- **DATA RECORDS**
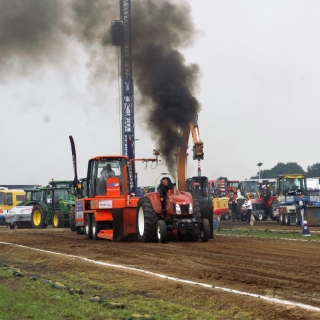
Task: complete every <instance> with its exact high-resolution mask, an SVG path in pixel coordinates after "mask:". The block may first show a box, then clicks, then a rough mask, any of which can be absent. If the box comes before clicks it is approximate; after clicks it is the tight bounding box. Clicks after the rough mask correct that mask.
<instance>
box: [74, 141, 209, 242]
mask: <svg viewBox="0 0 320 320" xmlns="http://www.w3.org/2000/svg"><path fill="white" fill-rule="evenodd" d="M69 139H70V142H71V150H72V155H73V167H74V173H75V179H74V185H75V186H76V185H77V187H78V196H77V199H76V206H75V210H76V212H75V222H74V226H75V228H74V229H72V230H76V231H77V233H78V234H81V233H84V234H85V235H86V237H87V239H93V240H97V239H107V240H111V241H124V240H128V239H132V240H133V239H136V238H137V239H138V240H139V241H143V242H159V243H165V242H167V241H168V233H169V232H170V233H173V232H177V233H178V235H179V238H180V239H181V240H193V241H197V240H199V238H200V239H201V241H203V242H207V241H208V240H209V238H210V233H211V228H210V223H209V220H208V219H206V218H202V217H201V211H200V207H199V203H198V201H197V200H196V199H195V198H193V197H192V195H191V194H190V193H189V192H185V191H179V190H177V188H174V189H173V190H169V191H168V194H167V197H166V216H165V217H163V216H162V206H161V201H160V195H159V193H157V192H151V193H147V194H145V195H144V196H143V197H136V196H135V195H134V194H131V193H130V192H129V189H130V181H129V179H128V177H129V174H128V168H129V166H130V165H132V163H133V162H134V161H143V162H146V163H147V162H158V154H157V153H155V155H156V158H147V159H145V158H143V159H132V160H130V161H129V159H128V157H127V156H123V155H115V156H98V157H94V158H91V159H90V160H89V163H88V171H87V178H86V179H83V180H82V182H81V183H80V184H79V183H78V180H77V164H76V152H75V145H74V141H73V138H72V136H70V137H69ZM107 165H110V166H111V170H112V171H113V173H112V175H111V176H109V177H108V178H107V179H105V177H103V175H101V177H100V176H99V175H100V174H101V171H102V170H103V169H104V168H105V167H106V166H107Z"/></svg>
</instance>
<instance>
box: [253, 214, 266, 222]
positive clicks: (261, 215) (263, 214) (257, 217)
mask: <svg viewBox="0 0 320 320" xmlns="http://www.w3.org/2000/svg"><path fill="white" fill-rule="evenodd" d="M263 216H264V213H262V212H259V213H258V214H257V215H255V216H254V219H255V220H256V221H263Z"/></svg>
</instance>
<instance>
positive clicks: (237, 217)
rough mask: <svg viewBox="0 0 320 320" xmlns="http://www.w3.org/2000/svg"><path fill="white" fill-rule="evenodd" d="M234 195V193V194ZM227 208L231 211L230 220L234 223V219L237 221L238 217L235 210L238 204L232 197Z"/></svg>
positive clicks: (237, 202)
mask: <svg viewBox="0 0 320 320" xmlns="http://www.w3.org/2000/svg"><path fill="white" fill-rule="evenodd" d="M235 194H236V193H235ZM229 208H230V210H231V219H232V222H235V219H236V218H237V220H238V221H239V219H238V216H237V208H238V202H237V199H236V198H234V197H232V198H229Z"/></svg>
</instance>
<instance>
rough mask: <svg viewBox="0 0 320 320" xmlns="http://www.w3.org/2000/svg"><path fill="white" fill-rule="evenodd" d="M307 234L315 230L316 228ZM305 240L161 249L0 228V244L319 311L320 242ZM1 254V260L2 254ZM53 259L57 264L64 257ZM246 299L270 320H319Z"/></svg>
mask: <svg viewBox="0 0 320 320" xmlns="http://www.w3.org/2000/svg"><path fill="white" fill-rule="evenodd" d="M221 227H222V228H230V227H237V228H238V227H242V228H249V226H248V225H246V224H244V223H243V222H242V223H234V224H233V223H231V222H230V221H222V222H221ZM255 228H261V229H280V228H281V229H284V228H285V229H286V230H289V229H292V230H295V231H297V230H299V229H298V228H297V227H284V226H279V225H278V224H277V223H276V222H258V223H255ZM310 230H311V231H320V227H315V228H310ZM309 240H312V236H311V238H308V241H292V240H279V239H277V240H272V239H271V240H269V239H257V238H251V237H227V236H216V237H215V239H214V240H210V241H209V242H208V243H201V242H179V241H177V240H174V241H171V242H169V243H168V244H165V245H161V244H154V243H139V242H126V243H113V242H108V241H105V240H100V241H92V240H91V241H89V240H86V239H85V236H79V235H76V233H75V232H71V231H70V230H68V229H52V228H48V229H41V230H34V229H24V230H7V229H5V228H4V227H1V228H0V241H4V242H10V243H15V244H21V245H26V246H30V247H32V248H39V249H44V250H50V251H57V252H61V253H66V254H74V255H77V256H82V257H87V258H90V259H94V260H99V261H105V262H109V263H116V264H124V265H129V266H131V267H136V268H139V269H145V270H148V271H152V272H156V273H161V274H165V275H168V276H173V277H178V278H182V279H186V280H192V281H198V282H204V283H208V284H211V285H213V286H220V287H226V288H230V289H236V290H240V291H245V292H249V293H254V294H258V295H261V296H269V297H275V298H279V299H284V300H290V301H293V302H299V303H304V304H307V305H311V306H315V307H319V308H320V270H319V264H320V255H319V246H320V242H318V241H309ZM0 248H1V253H5V250H6V249H7V248H8V246H6V245H3V244H0ZM19 250H20V249H19ZM21 250H22V249H21ZM38 254H39V255H41V254H43V253H41V252H39V253H38ZM1 256H2V258H3V255H1ZM53 259H57V261H58V260H59V261H60V260H61V259H63V258H61V257H56V258H55V257H54V258H53ZM150 281H152V280H150ZM163 286H164V287H166V286H167V283H166V282H164V283H163ZM221 294H226V293H221ZM228 294H229V295H230V297H231V299H232V300H233V302H235V301H237V300H238V299H239V304H243V296H238V295H235V294H230V293H228ZM250 299H252V300H253V302H252V304H250V305H251V307H252V306H253V307H256V308H262V307H263V308H270V319H271V318H272V319H276V318H277V317H276V313H277V312H278V314H279V315H280V314H281V317H280V316H279V318H282V319H314V318H319V319H320V312H319V313H318V312H307V311H305V310H303V309H300V308H294V309H295V310H294V311H292V310H291V311H290V313H283V312H287V309H288V308H287V307H286V306H284V305H276V307H275V305H274V304H272V303H268V302H266V301H265V300H263V301H262V299H257V298H255V299H254V298H250ZM259 300H260V301H259ZM275 308H276V309H277V311H276V312H275ZM271 315H272V316H271Z"/></svg>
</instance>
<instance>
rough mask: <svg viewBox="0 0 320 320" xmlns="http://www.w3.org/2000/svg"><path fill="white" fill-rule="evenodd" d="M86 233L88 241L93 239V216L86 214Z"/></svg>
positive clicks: (85, 226) (90, 214)
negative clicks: (88, 240) (92, 227)
mask: <svg viewBox="0 0 320 320" xmlns="http://www.w3.org/2000/svg"><path fill="white" fill-rule="evenodd" d="M84 232H85V234H86V237H87V239H92V215H91V214H86V226H85V227H84Z"/></svg>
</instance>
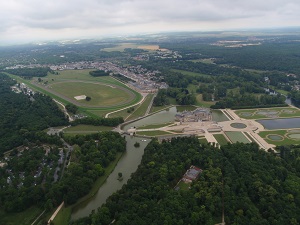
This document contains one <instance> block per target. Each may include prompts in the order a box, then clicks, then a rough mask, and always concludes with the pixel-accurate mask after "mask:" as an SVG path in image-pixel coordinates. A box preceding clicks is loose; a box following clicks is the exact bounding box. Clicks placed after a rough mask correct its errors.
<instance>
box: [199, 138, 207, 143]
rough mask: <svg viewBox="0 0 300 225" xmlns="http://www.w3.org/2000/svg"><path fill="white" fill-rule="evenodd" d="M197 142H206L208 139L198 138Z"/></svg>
mask: <svg viewBox="0 0 300 225" xmlns="http://www.w3.org/2000/svg"><path fill="white" fill-rule="evenodd" d="M199 142H200V143H201V144H208V141H207V139H206V138H199Z"/></svg>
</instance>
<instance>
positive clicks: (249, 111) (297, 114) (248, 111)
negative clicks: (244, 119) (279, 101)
mask: <svg viewBox="0 0 300 225" xmlns="http://www.w3.org/2000/svg"><path fill="white" fill-rule="evenodd" d="M234 112H235V113H236V114H237V115H238V116H239V117H241V118H244V119H270V118H291V117H300V110H298V109H296V108H293V107H282V108H281V107H280V108H261V109H241V110H235V111H234Z"/></svg>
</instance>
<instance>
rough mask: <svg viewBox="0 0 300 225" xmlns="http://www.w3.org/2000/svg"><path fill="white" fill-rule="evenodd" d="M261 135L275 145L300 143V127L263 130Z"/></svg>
mask: <svg viewBox="0 0 300 225" xmlns="http://www.w3.org/2000/svg"><path fill="white" fill-rule="evenodd" d="M259 136H261V137H262V138H263V139H265V141H266V142H268V143H270V144H274V145H292V144H294V145H297V144H298V145H299V144H300V129H290V130H274V131H262V132H259Z"/></svg>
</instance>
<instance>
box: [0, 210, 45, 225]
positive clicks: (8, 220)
mask: <svg viewBox="0 0 300 225" xmlns="http://www.w3.org/2000/svg"><path fill="white" fill-rule="evenodd" d="M42 212H43V209H40V208H38V207H36V206H33V207H30V208H28V209H26V210H24V211H23V212H20V213H5V212H4V211H0V224H1V225H30V224H31V223H32V222H33V221H34V220H35V219H36V218H37V217H38V216H39V215H40V214H41V213H42Z"/></svg>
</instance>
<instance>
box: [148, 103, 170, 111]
mask: <svg viewBox="0 0 300 225" xmlns="http://www.w3.org/2000/svg"><path fill="white" fill-rule="evenodd" d="M170 107H172V106H170V105H163V106H152V107H151V109H150V113H155V112H158V111H160V110H164V109H167V108H170Z"/></svg>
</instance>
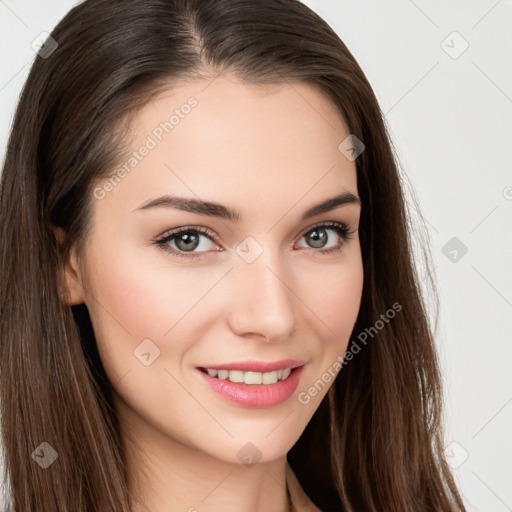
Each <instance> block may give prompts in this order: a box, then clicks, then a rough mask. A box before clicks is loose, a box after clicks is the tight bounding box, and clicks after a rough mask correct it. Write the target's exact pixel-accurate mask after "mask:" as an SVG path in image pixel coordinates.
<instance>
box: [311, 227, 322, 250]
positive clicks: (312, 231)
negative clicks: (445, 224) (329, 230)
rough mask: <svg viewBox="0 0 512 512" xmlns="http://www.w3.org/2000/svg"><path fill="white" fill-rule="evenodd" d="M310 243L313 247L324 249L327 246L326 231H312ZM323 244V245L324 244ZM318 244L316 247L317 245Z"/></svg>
mask: <svg viewBox="0 0 512 512" xmlns="http://www.w3.org/2000/svg"><path fill="white" fill-rule="evenodd" d="M309 239H310V241H312V243H313V247H315V248H317V247H323V244H325V230H324V229H321V230H316V229H315V230H314V231H311V235H310V236H309ZM322 242H323V243H322ZM315 244H316V245H315Z"/></svg>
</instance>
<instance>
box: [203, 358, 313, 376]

- **PROBLEM**
In the entries above, find every line holding the word "order" and copy it out.

- **COMPLETED TASK**
This document contains one <instance> block per target. Each may include prompts in the order a box, then clicks, then a rough mask, and always concludes with the pixel-accurate mask after "mask:" as an SVG path in image-pixel coordinates. A box preceding clicks is loose; a box following clicks is the exact bounding box. Clicks placed after a rough mask correct its errors.
Each <instance> block may give prompts in this order: a box, then clicks, then a rough mask. A box before clicks is loose, a box after clicks is the tight bounding box, and clicks after a rough mask correct it. Write the target's exact pixel-accurate mask after "mask:" as an SVG path in image pixel coordinates.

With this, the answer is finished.